━━ Given records

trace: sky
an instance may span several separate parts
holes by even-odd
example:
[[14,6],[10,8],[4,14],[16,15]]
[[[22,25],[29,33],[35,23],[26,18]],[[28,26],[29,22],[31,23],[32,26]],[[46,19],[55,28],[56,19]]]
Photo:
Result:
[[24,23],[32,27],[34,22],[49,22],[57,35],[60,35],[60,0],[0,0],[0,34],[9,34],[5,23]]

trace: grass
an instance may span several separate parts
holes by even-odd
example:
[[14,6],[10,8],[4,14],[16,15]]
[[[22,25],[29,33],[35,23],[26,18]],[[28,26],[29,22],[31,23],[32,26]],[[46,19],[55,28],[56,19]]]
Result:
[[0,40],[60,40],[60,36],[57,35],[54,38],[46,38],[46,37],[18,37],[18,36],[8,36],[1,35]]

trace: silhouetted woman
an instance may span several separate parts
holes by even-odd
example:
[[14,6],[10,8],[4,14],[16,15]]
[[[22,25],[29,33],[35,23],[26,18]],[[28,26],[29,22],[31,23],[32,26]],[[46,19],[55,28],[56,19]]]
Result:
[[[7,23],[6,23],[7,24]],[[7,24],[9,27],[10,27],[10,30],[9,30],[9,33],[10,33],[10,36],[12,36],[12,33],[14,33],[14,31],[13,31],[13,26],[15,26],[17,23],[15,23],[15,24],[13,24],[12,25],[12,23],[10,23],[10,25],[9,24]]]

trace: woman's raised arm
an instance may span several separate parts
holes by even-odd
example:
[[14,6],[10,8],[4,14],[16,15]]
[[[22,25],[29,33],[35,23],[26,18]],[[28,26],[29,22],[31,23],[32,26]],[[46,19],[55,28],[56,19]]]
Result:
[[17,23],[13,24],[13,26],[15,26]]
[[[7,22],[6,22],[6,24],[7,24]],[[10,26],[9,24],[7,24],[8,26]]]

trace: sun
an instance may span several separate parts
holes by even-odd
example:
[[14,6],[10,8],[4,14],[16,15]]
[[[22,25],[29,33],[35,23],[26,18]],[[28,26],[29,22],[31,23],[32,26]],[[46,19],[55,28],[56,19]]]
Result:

━━━━

**Problem statement**
Report every line containing the string "woman" in the material.

**Answer to the problem**
trace: silhouetted woman
trace: woman's raised arm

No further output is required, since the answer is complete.